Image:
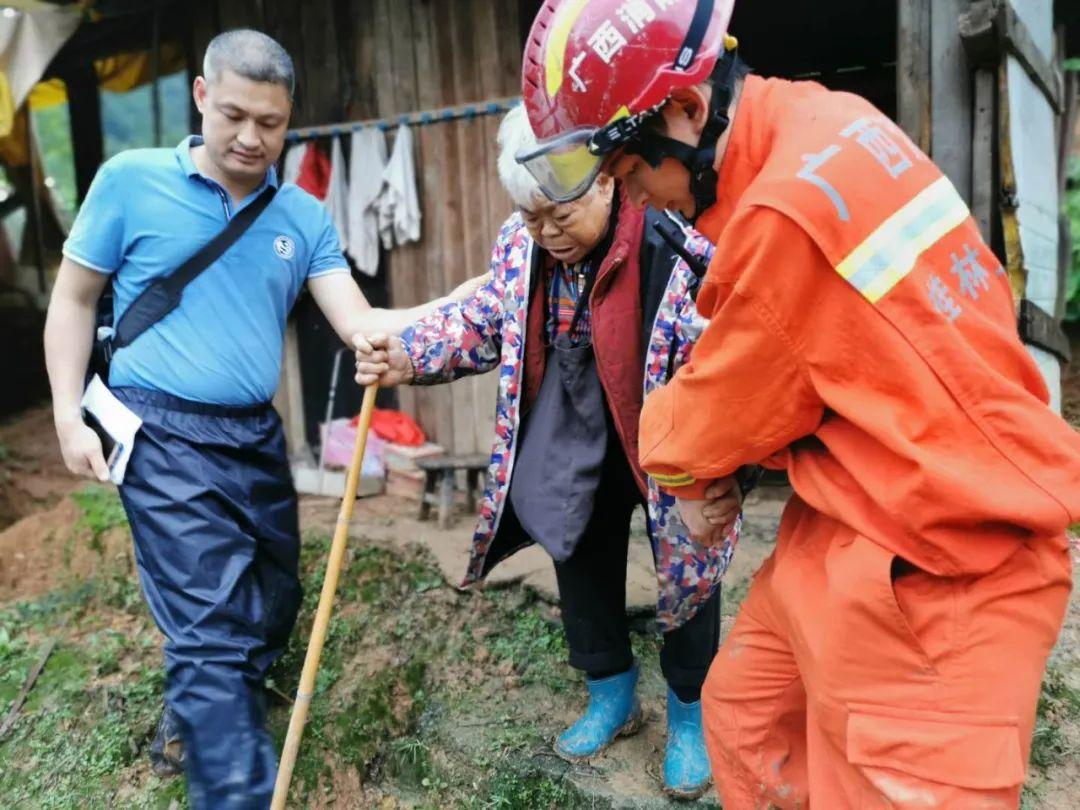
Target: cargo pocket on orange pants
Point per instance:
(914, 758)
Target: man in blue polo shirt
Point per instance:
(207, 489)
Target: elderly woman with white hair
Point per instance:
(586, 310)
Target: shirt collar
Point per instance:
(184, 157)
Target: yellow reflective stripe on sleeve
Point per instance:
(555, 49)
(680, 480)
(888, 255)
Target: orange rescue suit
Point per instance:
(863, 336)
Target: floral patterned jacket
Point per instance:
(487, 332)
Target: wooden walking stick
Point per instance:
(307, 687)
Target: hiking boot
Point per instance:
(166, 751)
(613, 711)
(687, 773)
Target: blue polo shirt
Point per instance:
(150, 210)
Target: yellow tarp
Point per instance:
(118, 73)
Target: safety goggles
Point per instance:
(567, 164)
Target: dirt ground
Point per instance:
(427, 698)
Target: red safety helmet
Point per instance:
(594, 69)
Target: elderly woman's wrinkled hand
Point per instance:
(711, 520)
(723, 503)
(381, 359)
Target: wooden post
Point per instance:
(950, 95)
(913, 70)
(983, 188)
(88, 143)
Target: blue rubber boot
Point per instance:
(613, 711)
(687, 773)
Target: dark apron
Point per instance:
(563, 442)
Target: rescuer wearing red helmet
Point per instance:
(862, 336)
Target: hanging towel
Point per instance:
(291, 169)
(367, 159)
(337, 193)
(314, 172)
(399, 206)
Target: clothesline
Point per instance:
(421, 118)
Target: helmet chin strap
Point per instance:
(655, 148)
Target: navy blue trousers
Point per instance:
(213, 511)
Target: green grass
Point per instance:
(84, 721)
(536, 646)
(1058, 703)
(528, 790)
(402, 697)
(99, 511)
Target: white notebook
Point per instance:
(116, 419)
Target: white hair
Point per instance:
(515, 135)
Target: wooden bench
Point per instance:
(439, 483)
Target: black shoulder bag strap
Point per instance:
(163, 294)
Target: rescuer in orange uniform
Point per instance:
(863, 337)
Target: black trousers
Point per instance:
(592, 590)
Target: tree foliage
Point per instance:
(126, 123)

────────────────

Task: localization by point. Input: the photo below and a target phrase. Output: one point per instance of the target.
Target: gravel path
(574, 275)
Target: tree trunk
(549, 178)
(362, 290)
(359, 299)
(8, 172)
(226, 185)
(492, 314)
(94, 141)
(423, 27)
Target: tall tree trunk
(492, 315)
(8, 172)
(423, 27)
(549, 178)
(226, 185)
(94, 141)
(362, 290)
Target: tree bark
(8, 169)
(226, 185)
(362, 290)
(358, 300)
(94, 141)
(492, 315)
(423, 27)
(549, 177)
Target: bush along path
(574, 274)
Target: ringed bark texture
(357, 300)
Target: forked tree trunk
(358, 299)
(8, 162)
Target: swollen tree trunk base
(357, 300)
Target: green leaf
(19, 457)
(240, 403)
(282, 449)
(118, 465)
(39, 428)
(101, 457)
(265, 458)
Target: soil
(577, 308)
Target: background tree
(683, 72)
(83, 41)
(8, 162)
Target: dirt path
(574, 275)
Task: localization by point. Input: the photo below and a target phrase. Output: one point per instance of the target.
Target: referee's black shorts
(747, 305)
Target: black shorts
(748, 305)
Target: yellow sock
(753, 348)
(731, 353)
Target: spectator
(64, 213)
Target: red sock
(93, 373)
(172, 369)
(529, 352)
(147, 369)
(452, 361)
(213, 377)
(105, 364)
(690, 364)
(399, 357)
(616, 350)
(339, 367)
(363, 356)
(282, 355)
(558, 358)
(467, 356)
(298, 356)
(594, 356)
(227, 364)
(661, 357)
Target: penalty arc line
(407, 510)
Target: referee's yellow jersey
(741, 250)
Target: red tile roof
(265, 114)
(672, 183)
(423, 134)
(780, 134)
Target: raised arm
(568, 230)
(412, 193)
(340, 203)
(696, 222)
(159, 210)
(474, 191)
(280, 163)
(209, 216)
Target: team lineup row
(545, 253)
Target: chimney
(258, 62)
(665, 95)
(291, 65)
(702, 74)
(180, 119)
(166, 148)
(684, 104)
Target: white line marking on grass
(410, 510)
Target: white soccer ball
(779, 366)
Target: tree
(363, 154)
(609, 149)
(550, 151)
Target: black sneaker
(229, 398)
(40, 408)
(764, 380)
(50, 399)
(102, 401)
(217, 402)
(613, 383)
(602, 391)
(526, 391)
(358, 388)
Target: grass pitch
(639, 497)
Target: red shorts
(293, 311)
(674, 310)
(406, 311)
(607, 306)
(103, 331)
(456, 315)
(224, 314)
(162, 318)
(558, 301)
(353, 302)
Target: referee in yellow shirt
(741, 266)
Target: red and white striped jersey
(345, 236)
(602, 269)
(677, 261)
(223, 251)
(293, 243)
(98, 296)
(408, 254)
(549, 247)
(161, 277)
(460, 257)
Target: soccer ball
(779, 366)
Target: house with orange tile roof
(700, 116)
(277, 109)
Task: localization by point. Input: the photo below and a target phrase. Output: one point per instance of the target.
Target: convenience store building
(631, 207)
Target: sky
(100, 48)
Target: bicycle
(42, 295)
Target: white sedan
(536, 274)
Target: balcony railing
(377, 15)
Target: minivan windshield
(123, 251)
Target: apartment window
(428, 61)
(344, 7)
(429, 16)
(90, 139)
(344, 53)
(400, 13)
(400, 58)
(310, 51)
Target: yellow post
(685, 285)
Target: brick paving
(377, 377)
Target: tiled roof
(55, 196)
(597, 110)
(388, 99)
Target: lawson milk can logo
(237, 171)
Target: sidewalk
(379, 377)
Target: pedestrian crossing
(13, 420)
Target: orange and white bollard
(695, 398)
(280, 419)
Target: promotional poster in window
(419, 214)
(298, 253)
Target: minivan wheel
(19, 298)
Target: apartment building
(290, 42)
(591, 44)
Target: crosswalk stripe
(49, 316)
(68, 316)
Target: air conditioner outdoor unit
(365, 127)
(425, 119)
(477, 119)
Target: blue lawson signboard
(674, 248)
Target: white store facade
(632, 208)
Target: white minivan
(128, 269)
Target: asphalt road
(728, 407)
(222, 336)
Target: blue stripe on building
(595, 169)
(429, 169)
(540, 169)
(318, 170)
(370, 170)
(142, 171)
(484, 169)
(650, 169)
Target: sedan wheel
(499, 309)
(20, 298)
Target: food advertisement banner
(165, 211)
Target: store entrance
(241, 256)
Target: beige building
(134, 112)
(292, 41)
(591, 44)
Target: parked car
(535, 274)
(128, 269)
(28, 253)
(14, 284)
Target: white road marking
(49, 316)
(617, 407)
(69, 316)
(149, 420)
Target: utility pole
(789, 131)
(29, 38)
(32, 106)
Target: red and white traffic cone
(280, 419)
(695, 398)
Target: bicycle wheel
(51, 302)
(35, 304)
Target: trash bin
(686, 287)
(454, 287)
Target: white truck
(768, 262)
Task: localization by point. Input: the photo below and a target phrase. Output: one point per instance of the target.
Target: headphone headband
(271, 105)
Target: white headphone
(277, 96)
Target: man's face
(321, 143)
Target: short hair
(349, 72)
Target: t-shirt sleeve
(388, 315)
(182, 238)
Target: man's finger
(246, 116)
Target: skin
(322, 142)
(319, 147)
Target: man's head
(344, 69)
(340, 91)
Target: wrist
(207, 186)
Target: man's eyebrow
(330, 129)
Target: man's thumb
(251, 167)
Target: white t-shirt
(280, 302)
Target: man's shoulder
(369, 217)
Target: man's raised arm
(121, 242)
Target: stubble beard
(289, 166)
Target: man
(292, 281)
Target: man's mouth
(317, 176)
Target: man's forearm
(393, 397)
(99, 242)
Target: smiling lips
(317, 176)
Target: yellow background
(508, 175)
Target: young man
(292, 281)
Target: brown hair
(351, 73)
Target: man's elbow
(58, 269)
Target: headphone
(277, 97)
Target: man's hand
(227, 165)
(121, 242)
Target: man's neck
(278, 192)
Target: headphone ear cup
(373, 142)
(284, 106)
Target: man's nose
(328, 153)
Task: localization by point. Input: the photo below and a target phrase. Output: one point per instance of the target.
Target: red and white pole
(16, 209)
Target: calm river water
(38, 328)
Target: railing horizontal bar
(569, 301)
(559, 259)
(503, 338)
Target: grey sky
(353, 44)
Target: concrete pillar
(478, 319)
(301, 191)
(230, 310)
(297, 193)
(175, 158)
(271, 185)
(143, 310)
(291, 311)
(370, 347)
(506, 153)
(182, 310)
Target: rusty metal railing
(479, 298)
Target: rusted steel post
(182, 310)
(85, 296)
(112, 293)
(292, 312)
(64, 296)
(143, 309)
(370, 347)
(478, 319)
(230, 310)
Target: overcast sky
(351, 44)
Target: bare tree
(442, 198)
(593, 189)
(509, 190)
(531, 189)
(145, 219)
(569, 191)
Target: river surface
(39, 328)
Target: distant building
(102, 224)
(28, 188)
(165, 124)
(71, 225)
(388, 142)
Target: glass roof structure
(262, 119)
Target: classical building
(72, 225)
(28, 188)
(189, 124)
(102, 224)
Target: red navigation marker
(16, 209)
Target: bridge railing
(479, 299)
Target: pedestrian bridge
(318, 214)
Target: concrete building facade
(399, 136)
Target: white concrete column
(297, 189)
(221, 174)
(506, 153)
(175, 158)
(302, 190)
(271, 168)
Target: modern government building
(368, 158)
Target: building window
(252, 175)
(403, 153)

────────────────

To do: Return every line in the listing that contains the word "safety".

Written solution:
Target: safety goggles
Target: red safety helmet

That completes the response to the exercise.